INFORMATION PROVIDED |
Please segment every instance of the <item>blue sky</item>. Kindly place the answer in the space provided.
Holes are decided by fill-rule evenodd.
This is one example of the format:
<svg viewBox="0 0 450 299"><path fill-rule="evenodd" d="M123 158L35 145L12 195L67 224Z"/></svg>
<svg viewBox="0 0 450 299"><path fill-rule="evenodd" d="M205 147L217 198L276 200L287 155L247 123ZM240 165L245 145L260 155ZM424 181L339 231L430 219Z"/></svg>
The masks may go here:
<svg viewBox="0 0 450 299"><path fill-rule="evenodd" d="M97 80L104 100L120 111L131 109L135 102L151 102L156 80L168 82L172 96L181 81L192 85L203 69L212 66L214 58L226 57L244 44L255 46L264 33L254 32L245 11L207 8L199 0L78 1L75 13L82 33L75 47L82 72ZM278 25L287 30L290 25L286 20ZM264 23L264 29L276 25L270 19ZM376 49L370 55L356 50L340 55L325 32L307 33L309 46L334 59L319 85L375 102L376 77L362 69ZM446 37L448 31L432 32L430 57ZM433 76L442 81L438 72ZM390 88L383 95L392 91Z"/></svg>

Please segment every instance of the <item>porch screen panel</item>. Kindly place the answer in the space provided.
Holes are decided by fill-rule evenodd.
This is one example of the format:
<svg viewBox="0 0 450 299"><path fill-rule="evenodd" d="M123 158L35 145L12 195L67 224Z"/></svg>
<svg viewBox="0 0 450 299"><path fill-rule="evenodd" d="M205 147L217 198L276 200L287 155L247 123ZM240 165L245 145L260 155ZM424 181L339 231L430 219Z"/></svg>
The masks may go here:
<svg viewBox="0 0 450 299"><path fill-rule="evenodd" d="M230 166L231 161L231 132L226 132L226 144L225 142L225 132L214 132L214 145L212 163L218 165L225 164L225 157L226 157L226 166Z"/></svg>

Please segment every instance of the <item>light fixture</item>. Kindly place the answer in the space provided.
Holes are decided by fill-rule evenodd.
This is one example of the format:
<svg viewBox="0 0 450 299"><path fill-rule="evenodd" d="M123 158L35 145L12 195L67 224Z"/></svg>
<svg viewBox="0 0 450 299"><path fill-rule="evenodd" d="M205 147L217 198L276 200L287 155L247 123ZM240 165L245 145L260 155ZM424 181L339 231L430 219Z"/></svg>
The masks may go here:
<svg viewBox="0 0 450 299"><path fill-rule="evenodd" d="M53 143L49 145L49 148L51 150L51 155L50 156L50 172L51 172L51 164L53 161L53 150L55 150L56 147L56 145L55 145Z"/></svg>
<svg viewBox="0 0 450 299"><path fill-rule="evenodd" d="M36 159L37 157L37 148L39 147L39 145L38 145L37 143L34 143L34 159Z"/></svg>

PROBLEM TO WORK ON | Recast part of the listing as a numbered list, starting at the line that contains "Please segment every instance of the <item>light" and ending with the line that contains "143L49 145L49 148L51". Leave out any blank lines.

RESULT |
1. Please segment every instance of the <item>light fixture</item>. Kindly place the answer in the space provided.
2. Holes are decided by fill-rule evenodd.
3. This is one example of the format:
4. <svg viewBox="0 0 450 299"><path fill-rule="evenodd" d="M123 158L35 145L12 195L67 224Z"/></svg>
5. <svg viewBox="0 0 450 299"><path fill-rule="evenodd" d="M205 147L217 198L276 200L287 155L247 123ZM240 165L245 145L260 155ZM424 181L339 231L430 219Z"/></svg>
6. The masks may go here:
7. <svg viewBox="0 0 450 299"><path fill-rule="evenodd" d="M53 143L49 145L49 148L51 150L51 155L50 156L50 172L51 172L51 164L53 161L53 150L55 150L56 147L56 145L55 145Z"/></svg>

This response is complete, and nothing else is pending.